Foi com a barriga encostada às areias da praia da Conceição, na ilha de Fernando de Noronha, que o senti mexer pela primeira vez. Parecia um pequeno peixinho dentro do aquário que se tornou a minha barriga. Leves cócegas, quase impercetíveis, que o peso do meu corpo contra a areia quente fez sentir de forma concreta. Era mesmo verdade.
Nessa altura ainda não sabia que era ele. E tendo sempre achado que um dia, quando chegasse o momento, seria ela primeiro, umas semanas depois, os palpites alheios desenganaram-se e afinal era mesmo ele. No meio de uma mancha leitosa de píxeis sobre uma massa cinzenta em movimento, apareceu cabeçudo, a fazer do meu útero trampolim e a esticar-se todo para a fotografia.
E eu, que sempre quis fazer da minha barriga aquário mas tinha adiado indefinidamente, fui absorvendo a ideia devagar, à medida que o corpo mudava e ao dar a notícia aos mais próximos, estranhamente nervosa. Verbalizar torna tudo mais concreto. Uma barriga só não chega. É preciso afirmá-la para acreditar que é mesmo a sério.
Primeiro, eram só dois tracinhos azuis num pedaço de plástico, após um concerto do Chico Buarque. Depois, era um borrão piscante no ecrã do ecógrafo vintage da Doutora Ana. Depois, foi a espera pelos exames de rotina e pelas doze semanas em que não se conta a ninguém. E depois desse processo contido, quando finalmente se pode bradar ao mundo, é no sorriso desmesurado dos futuros avós e nos gritos histéricos das amigas, que a coisa se torna real e a felicidade tem espaço para crescer (com a barriga).

Material:
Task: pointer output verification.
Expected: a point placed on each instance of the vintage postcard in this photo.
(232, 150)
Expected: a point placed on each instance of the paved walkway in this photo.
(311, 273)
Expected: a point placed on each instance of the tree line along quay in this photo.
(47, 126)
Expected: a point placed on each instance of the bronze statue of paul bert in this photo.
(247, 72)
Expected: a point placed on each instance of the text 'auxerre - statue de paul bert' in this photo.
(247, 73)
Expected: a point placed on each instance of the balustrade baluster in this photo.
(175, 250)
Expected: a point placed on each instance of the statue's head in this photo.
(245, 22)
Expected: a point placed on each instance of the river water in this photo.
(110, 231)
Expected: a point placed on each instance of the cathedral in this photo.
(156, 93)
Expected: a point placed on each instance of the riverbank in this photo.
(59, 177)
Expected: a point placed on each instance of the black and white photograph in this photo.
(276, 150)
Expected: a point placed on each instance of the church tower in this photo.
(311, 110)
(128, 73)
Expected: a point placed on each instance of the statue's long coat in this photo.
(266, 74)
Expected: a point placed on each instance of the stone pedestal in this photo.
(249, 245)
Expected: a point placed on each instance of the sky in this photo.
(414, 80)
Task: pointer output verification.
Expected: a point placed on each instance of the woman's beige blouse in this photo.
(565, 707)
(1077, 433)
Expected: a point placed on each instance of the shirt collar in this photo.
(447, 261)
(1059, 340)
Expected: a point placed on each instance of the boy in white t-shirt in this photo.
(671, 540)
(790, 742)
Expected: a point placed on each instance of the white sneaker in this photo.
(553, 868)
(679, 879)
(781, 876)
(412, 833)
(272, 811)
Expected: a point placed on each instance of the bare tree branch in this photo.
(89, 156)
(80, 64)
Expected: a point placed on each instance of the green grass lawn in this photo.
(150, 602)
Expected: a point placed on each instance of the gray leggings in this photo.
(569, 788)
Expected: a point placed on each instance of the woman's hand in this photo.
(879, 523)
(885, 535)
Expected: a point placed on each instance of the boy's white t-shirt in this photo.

O que fazer:
a – Segundo o texto, em que praia o bebê foi sentido mexer pela primeira vez?
b – Repita, sem mudar nada, o trecho do texto que começa com as palavras "E eu, que sempre" e termina com "mesmo a sério.".

Respostas:
a – Na praia da Conceição, na ilha de Fernando de Noronha.

b –
E eu, que sempre quis fazer da minha barriga aquário mas tinha adiado indefinidamente, fui absorvendo a ideia devagar, à medida que o corpo mudava e ao dar a notícia aos mais próximos, estranhamente nervosa. Verbalizar torna tudo mais concreto. Uma barriga só não chega. É preciso afirmá-la para acreditar que é mesmo a sério.